DIRECTIONS →
Copy the lines below back word for word, but leave out the pictures.

Picture region annotation data:
## Start

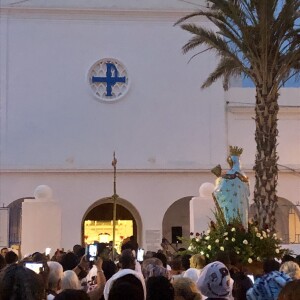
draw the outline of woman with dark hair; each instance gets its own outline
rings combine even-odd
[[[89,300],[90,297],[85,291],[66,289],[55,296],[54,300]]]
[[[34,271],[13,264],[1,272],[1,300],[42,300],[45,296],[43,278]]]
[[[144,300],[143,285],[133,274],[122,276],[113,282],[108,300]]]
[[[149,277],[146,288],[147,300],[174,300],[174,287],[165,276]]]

## End

ANSWER TO THIS TASK →
draw the outline of woman with dark hair; each instance gets its own outline
rings combine even-odd
[[[89,300],[90,297],[85,291],[66,289],[55,296],[54,300]]]
[[[34,271],[13,264],[1,272],[1,300],[42,300],[45,296],[43,278]]]
[[[144,300],[143,285],[133,274],[122,276],[113,282],[108,300]]]
[[[149,277],[146,288],[147,300],[174,300],[174,287],[165,276]]]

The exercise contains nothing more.